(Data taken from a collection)
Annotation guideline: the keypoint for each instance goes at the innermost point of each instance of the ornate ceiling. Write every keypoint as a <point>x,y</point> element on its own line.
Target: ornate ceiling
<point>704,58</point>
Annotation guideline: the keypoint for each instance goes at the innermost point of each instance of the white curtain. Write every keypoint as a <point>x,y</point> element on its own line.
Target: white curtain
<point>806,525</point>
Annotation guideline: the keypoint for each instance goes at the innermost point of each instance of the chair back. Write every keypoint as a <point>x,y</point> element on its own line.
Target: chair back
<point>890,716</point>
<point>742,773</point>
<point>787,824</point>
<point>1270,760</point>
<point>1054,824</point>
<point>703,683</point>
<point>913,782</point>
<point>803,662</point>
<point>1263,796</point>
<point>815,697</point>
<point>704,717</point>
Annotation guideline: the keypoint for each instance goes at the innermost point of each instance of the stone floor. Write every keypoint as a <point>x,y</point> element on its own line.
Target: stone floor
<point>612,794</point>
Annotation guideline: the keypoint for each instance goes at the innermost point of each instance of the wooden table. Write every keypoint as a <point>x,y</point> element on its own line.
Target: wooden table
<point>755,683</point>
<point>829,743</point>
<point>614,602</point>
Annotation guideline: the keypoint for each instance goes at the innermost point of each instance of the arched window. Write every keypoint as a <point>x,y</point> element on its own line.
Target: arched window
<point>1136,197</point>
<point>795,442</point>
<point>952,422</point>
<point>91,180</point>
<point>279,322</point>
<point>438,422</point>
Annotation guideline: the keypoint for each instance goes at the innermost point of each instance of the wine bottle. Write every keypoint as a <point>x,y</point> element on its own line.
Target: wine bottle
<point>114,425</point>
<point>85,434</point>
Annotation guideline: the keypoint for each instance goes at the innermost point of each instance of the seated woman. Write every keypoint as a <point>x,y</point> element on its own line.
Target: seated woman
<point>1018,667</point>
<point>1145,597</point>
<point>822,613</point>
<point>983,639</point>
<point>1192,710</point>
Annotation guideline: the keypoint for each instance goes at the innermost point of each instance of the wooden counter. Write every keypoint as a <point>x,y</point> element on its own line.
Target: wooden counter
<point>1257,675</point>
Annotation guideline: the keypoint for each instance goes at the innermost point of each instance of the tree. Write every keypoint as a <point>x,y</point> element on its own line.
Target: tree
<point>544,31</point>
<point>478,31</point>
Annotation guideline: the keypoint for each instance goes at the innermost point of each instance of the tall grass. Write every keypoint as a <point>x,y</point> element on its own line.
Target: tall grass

==

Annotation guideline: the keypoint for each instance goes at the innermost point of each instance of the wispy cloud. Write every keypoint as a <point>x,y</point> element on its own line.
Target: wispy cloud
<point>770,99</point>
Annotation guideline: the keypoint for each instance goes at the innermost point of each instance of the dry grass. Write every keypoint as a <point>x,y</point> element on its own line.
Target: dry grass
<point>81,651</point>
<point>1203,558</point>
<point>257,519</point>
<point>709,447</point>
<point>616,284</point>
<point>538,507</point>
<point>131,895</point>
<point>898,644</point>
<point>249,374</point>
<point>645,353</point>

**Your goal**
Resize the items from the line with "of the wine" up to and including the line with "<point>85,434</point>" by writing out every one of those lines again. Multiply each x and y coordinate in the answer points by 1.7 and round to whole numbers, with halves going up.

**Response to this exercise**
Annotation guideline: the keypoint for each instance goes at the innermost point of each instance of the wine bottle. Write every keypoint as a <point>x,y</point> element on its own line.
Target: wine bottle
<point>194,723</point>
<point>145,738</point>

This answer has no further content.